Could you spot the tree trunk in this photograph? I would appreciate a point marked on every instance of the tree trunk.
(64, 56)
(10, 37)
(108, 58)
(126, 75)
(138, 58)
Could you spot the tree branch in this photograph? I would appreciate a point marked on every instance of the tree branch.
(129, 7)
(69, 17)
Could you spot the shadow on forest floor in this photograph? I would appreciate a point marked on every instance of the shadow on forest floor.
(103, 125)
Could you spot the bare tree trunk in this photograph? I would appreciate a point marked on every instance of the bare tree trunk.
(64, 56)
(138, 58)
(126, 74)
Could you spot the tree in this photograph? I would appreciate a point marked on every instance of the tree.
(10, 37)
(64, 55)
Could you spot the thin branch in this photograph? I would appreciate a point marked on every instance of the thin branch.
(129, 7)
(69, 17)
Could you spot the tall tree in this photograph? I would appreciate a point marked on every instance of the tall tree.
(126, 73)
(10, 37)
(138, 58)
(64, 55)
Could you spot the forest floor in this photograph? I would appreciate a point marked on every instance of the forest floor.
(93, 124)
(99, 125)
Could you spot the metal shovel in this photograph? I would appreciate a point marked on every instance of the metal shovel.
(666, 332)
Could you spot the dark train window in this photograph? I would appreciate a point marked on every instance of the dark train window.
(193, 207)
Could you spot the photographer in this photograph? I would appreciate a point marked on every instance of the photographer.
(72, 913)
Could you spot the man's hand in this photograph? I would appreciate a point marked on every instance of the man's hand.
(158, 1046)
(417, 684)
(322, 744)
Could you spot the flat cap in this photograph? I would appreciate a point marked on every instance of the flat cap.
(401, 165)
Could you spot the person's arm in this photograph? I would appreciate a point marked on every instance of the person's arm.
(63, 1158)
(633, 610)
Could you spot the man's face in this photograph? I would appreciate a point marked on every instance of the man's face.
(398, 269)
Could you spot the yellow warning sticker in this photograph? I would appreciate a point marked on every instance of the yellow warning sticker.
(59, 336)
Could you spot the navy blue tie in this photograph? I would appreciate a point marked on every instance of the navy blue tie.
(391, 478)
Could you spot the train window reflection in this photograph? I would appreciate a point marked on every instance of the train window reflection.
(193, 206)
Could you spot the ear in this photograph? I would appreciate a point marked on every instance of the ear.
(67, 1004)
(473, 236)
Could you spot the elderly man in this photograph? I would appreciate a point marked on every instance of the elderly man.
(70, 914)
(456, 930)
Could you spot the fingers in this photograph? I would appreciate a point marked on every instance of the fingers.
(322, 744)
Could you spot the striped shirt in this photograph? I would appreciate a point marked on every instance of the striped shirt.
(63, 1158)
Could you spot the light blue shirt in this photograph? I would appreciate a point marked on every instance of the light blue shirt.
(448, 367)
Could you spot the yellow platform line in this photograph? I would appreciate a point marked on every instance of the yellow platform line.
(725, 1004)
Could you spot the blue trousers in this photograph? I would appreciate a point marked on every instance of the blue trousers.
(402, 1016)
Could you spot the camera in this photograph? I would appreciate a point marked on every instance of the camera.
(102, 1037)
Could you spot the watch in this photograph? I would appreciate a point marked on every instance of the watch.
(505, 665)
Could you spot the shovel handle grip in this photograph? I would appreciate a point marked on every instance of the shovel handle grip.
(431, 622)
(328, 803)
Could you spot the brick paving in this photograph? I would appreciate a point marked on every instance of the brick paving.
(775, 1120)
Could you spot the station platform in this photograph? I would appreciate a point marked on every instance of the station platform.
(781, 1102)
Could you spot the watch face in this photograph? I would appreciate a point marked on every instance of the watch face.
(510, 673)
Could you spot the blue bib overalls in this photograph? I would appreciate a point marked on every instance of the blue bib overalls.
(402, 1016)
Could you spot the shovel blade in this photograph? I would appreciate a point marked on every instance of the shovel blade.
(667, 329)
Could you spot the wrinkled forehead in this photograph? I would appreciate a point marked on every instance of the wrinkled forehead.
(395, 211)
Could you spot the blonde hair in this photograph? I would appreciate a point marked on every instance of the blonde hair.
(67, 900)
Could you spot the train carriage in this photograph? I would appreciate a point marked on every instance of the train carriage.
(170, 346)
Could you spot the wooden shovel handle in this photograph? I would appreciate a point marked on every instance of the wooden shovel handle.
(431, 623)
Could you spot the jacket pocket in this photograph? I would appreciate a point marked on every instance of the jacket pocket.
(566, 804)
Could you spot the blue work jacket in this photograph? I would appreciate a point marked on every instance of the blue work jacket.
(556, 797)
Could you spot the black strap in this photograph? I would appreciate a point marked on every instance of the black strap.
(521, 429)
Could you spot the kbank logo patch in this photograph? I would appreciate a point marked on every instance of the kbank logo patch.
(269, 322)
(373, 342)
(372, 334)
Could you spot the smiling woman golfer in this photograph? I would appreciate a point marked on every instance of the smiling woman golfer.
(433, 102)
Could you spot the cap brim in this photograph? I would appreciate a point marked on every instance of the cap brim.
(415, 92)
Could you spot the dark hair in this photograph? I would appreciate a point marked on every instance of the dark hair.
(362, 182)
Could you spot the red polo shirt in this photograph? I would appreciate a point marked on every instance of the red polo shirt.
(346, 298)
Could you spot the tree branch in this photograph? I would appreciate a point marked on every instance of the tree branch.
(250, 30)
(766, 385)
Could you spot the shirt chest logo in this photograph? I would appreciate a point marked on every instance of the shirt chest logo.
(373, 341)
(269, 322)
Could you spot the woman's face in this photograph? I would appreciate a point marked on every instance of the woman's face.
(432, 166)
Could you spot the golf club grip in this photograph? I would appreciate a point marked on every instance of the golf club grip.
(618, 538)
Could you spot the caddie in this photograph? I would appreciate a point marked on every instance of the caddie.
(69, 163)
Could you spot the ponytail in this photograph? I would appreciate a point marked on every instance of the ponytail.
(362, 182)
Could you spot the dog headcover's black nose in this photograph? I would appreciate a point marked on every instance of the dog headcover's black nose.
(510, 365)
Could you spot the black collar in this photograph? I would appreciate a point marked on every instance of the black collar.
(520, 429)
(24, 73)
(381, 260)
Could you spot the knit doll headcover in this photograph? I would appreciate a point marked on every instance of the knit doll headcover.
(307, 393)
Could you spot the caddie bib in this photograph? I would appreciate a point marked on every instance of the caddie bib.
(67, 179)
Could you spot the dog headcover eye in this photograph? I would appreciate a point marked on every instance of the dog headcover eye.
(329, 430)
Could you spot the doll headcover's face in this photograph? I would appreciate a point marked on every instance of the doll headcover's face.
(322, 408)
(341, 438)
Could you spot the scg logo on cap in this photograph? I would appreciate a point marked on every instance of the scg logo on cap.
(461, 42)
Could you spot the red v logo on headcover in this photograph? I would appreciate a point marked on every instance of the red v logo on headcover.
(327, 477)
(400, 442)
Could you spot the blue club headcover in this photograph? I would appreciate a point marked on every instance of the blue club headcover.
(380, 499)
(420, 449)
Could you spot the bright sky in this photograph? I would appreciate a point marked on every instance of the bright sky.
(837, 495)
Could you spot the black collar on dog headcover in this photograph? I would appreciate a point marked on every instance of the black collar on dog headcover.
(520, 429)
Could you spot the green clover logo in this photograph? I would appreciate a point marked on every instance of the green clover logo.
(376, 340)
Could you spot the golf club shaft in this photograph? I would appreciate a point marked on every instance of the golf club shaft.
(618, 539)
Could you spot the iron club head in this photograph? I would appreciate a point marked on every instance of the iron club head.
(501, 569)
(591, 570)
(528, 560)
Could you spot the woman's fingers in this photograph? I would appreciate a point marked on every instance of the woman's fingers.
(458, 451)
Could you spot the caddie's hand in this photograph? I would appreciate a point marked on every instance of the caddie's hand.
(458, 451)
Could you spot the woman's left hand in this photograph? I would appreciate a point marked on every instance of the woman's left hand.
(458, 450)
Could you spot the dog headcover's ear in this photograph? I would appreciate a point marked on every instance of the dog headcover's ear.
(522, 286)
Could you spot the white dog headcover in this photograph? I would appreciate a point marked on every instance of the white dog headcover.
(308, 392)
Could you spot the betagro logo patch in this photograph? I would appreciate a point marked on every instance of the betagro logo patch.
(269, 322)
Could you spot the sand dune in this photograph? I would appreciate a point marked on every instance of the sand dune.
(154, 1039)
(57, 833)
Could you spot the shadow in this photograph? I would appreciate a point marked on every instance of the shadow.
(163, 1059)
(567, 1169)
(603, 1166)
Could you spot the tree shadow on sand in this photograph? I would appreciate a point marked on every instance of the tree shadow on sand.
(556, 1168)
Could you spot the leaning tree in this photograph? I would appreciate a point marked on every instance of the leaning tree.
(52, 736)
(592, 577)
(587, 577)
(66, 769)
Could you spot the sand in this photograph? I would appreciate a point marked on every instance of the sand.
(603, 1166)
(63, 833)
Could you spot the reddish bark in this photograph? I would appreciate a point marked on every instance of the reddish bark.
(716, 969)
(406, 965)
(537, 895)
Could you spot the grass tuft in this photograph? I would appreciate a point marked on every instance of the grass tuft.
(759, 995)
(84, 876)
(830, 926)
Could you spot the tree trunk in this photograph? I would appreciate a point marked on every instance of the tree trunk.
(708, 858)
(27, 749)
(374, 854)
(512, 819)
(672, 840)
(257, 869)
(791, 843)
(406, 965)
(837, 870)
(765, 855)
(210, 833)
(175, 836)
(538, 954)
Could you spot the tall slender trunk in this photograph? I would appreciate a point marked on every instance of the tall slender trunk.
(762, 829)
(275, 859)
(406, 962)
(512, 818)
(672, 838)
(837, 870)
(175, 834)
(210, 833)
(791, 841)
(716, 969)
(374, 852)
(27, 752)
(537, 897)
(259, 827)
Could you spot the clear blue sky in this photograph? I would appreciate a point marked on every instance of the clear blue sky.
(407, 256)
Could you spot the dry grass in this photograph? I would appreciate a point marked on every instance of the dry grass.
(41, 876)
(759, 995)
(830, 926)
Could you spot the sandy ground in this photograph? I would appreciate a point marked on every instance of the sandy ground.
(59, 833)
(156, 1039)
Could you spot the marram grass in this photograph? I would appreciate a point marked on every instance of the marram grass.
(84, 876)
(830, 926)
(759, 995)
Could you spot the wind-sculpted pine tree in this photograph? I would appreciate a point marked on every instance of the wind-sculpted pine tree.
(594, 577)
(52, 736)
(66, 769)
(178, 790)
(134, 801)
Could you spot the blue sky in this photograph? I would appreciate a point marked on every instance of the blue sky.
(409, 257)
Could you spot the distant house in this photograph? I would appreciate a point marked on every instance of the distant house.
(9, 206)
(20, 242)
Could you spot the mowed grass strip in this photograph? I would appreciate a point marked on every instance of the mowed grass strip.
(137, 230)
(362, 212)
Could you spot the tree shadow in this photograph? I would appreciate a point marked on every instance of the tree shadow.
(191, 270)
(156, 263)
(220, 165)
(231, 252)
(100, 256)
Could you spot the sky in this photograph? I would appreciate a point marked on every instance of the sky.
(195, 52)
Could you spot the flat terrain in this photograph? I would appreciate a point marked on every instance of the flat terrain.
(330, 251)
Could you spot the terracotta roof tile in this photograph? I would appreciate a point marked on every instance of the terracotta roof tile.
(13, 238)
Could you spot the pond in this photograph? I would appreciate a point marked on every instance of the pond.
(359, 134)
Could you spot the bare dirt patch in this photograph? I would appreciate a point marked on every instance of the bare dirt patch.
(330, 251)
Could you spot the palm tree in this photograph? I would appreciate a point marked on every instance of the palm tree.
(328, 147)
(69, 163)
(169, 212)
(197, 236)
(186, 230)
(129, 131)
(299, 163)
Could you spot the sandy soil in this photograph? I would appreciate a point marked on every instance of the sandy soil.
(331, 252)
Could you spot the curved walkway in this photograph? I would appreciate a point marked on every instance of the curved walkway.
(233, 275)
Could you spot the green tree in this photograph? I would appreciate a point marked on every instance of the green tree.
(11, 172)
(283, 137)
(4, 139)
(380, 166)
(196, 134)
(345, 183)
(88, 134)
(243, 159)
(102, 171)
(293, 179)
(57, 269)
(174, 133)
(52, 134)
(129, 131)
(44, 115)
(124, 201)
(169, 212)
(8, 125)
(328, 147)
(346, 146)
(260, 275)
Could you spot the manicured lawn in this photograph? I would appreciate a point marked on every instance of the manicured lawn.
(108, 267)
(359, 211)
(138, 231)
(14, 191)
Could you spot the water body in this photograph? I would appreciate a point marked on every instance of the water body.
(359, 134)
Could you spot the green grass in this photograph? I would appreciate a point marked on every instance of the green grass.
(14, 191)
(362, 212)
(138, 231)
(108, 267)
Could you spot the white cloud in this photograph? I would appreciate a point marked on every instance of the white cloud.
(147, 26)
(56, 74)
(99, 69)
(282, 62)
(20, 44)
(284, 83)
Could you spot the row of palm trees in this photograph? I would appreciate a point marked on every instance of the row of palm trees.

--------------------------------------------------

Given exercise ▸
Everything from the line containing "Could you spot the manicured" to the end of the data above should be quoted exactly, please, both ends included, and nothing outside that span.

Response to this task ▸
Could you spot the manicured lawn in this photograph? I would appreciate a point marked on every instance of the manicured lawn.
(108, 267)
(359, 211)
(138, 231)
(14, 191)
Could you spot the water body in this photograph? I would appreciate a point marked on every instance of the water body.
(359, 134)
Could you spot the green grass in this photograph? I would appreciate a point marked on every instance of the green grass.
(14, 191)
(362, 212)
(138, 231)
(108, 267)
Could you spot the white cloud in this photograph? I would appreciate a point marked on every instance of the white cloud.
(147, 26)
(56, 74)
(99, 69)
(282, 62)
(20, 44)
(284, 83)
Could you spot the row of palm trees in this photograph? I would appreciate a point marked on every instance of the row of palm trees.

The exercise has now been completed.